[TEXTE CITÉ]:
────────────────────

Légende photo : PLASTIC-MAN_ Votre mec est-il en toc ? À en croire le Ken paumé incarné par Ryan Gosling dans le Barbie de Greta Gerwig, il semblerait que l’homme ait perdu en crédibilité. Il était temps.

It’s a Barbie girl, in a Barbie world… Un royaume où – dans l’interprétation ciné’ axée empowerment féministe de Greta Gerwig, du moins – les femmes ont le contrôle, tandis que les hommes sont relégués au statut d’auxiliaires. Résultat : Ryan Gosling, qui s’était fait connaître en défendant la veuve et l’orphelin avec son rôle « virilo-alpha » mutique dans Drive, se retrouve, quelque douze ans plus tard, à endosser le survet’ pastel d’un Ken à la ramasse, décidé à accompagner « Poupée Robbie » (qui n’a jamais sollicité d’aide, notons) dans son périple vers le « vrai monde ». Tout un symbole. Car selon Sarah, visionneuse enthousiaste des trailers du film, cela ne fait pas de doute : derrière les innocentes montagnes de kitsch, ce Barbie mouture girl power « brossera le portrait fidèle d’une société émancipée de l’idée périmée selon laquelle l’homme serait nécessaire ». Carrément ? « Ouais, carrément ». Bienvenue en 2023, les gars.

────────────────────

[LISTE DES DONNÉES]:
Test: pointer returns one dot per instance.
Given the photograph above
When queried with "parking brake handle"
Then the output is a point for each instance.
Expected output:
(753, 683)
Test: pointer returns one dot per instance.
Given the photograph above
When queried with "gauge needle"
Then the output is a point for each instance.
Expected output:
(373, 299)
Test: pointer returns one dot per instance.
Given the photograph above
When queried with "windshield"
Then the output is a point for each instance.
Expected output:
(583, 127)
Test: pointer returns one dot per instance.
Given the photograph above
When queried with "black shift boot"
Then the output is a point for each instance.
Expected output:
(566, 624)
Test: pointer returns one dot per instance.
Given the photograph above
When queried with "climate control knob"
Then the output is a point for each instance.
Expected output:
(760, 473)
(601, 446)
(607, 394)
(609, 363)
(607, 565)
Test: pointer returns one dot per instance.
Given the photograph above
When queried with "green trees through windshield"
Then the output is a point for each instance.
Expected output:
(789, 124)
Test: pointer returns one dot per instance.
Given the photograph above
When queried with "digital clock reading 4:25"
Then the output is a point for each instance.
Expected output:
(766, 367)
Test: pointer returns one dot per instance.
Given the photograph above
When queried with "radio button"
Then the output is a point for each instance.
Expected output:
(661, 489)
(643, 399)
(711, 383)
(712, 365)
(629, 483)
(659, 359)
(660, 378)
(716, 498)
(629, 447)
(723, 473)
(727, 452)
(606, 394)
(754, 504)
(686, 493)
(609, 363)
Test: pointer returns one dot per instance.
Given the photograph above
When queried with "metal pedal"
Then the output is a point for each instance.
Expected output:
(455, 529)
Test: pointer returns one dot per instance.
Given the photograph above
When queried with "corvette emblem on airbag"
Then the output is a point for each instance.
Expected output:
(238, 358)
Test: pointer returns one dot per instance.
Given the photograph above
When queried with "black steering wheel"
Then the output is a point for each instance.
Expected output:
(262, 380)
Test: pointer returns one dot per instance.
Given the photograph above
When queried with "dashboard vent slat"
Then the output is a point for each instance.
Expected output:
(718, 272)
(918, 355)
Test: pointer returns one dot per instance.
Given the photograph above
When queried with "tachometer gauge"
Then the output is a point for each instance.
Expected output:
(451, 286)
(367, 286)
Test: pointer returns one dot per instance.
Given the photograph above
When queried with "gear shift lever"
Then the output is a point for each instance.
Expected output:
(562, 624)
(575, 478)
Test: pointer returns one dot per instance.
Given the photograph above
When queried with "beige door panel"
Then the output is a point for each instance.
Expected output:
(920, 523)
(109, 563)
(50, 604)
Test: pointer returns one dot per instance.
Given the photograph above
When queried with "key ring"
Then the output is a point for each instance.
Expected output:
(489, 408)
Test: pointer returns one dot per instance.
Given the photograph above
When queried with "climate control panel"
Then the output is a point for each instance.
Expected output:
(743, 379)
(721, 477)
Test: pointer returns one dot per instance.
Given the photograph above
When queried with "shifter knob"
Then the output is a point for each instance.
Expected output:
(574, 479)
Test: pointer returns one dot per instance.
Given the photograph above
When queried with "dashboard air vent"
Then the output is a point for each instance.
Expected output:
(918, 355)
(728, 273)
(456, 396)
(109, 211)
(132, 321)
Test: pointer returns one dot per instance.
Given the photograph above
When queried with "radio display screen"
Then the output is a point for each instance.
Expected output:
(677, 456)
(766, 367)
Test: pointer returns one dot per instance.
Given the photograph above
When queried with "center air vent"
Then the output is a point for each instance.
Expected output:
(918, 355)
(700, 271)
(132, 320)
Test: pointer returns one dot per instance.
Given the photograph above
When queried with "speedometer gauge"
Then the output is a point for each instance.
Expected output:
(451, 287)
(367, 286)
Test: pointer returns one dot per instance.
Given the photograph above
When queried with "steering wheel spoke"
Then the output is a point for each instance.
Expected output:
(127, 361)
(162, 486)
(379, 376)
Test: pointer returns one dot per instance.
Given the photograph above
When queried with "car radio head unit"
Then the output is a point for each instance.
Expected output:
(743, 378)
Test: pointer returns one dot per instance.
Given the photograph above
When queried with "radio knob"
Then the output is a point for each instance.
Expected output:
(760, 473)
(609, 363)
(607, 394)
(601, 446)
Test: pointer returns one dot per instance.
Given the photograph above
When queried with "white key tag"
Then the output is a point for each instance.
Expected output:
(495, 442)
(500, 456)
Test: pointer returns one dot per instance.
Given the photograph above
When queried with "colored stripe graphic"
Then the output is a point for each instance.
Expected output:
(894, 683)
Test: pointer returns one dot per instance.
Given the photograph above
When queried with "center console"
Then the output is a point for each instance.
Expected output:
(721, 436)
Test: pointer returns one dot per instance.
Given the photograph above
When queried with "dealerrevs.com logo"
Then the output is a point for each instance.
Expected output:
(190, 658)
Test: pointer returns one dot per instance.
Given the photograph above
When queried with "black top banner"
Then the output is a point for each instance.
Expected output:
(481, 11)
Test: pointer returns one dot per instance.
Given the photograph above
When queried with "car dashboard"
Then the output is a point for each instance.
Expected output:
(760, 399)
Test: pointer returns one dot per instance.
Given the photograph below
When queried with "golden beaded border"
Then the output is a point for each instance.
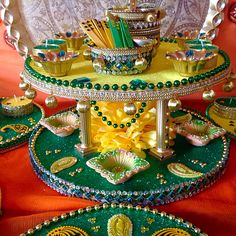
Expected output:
(123, 96)
(113, 205)
(10, 12)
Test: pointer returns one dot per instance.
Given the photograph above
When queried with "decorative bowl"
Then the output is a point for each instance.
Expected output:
(62, 124)
(199, 133)
(74, 40)
(60, 42)
(123, 61)
(56, 64)
(141, 21)
(192, 62)
(118, 166)
(17, 106)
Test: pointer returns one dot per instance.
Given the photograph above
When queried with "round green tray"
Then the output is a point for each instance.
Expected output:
(11, 139)
(228, 124)
(144, 188)
(94, 221)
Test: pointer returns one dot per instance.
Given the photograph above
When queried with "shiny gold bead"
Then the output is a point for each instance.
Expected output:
(174, 104)
(228, 87)
(141, 64)
(87, 54)
(208, 95)
(51, 101)
(30, 93)
(130, 108)
(23, 86)
(83, 106)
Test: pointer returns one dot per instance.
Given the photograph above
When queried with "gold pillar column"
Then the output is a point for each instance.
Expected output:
(85, 147)
(162, 150)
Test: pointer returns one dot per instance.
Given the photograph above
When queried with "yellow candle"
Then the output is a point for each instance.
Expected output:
(16, 101)
(17, 106)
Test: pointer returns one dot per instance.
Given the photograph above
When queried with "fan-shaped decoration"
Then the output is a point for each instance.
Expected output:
(183, 171)
(119, 225)
(118, 166)
(62, 124)
(67, 231)
(171, 232)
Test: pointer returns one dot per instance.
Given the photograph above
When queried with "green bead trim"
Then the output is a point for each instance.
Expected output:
(109, 122)
(125, 87)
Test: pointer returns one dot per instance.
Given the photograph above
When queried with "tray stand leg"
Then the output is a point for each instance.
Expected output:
(85, 147)
(162, 150)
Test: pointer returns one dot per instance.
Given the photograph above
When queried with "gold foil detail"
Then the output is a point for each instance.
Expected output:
(118, 225)
(67, 230)
(171, 232)
(19, 128)
(62, 164)
(183, 171)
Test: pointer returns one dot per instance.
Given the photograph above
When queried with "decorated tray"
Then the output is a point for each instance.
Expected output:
(15, 131)
(160, 81)
(29, 24)
(227, 120)
(114, 220)
(188, 173)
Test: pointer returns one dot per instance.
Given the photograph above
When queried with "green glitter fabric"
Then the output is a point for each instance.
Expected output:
(94, 222)
(30, 120)
(145, 188)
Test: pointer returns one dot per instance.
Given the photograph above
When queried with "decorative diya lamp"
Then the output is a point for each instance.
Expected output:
(118, 166)
(62, 124)
(59, 42)
(182, 38)
(191, 62)
(225, 108)
(56, 64)
(17, 106)
(74, 40)
(125, 61)
(199, 133)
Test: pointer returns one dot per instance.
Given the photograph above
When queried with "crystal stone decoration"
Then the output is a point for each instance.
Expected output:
(118, 166)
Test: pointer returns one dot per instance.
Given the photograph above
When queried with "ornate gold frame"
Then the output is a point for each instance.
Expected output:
(15, 25)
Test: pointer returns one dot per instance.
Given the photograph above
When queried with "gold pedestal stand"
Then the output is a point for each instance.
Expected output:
(162, 150)
(85, 147)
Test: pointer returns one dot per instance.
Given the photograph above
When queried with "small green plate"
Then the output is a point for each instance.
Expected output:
(94, 221)
(11, 136)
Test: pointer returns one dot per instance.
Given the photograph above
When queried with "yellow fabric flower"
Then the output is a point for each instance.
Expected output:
(136, 138)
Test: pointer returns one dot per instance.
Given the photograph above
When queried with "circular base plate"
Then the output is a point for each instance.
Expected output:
(94, 221)
(154, 186)
(15, 131)
(228, 124)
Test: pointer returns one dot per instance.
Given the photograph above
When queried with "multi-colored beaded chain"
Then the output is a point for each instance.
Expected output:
(110, 123)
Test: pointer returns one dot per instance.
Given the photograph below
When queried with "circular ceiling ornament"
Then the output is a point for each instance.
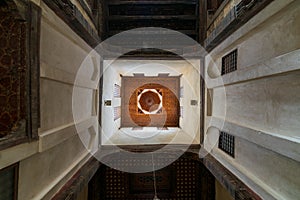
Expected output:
(149, 101)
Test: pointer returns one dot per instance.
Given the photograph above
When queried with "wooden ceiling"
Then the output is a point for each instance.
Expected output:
(176, 15)
(180, 15)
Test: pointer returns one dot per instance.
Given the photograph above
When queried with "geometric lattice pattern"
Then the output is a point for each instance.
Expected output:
(229, 62)
(180, 180)
(226, 143)
(8, 182)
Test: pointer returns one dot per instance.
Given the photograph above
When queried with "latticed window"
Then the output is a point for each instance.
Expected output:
(9, 183)
(117, 112)
(229, 62)
(226, 143)
(117, 90)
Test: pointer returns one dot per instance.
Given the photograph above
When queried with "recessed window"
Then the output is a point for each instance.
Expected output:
(181, 92)
(226, 143)
(229, 62)
(209, 102)
(117, 112)
(117, 90)
(9, 182)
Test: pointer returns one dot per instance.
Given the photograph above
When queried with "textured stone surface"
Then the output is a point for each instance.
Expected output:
(12, 73)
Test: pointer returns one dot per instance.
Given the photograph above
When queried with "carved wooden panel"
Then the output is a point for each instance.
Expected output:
(19, 72)
(184, 179)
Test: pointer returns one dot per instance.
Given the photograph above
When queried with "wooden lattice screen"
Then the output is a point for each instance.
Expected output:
(184, 179)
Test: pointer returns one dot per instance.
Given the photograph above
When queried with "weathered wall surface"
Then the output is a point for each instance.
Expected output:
(259, 103)
(47, 164)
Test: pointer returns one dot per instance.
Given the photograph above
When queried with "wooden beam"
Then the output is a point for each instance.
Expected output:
(151, 17)
(78, 181)
(137, 2)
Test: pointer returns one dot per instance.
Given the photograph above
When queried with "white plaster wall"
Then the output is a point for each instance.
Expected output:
(109, 126)
(261, 106)
(47, 164)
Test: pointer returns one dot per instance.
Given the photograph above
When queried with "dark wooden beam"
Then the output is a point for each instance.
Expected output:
(151, 17)
(237, 189)
(121, 2)
(78, 181)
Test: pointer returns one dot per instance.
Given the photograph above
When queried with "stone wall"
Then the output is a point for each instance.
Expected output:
(259, 102)
(47, 164)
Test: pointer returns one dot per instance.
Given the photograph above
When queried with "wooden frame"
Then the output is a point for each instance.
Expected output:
(27, 16)
(237, 17)
(16, 177)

────────────────────

[TRAVAIL DEMANDÉ]:
Répondez aux questions suivantes à l'aide de l'extrait sur le film Barbie.
1. Quel acteur joue Ken dans le film de Greta Gerwig ?
2. Dans quel film cet acteur s'était-il fait connaître avec un rôle « virilo-alpha » mutique ?
3. D'après Sarah, de quelle idée la société dépeinte par le film est-elle émancipée ?

[CORRIGÉ DE L'EXERCICE]:
1. C'est Ryan Gosling qui joue Ken.
2. Il s'était fait connaître dans Drive.
3. Elle est émancipée de l'idée périmée selon laquelle l'homme serait nécessaire.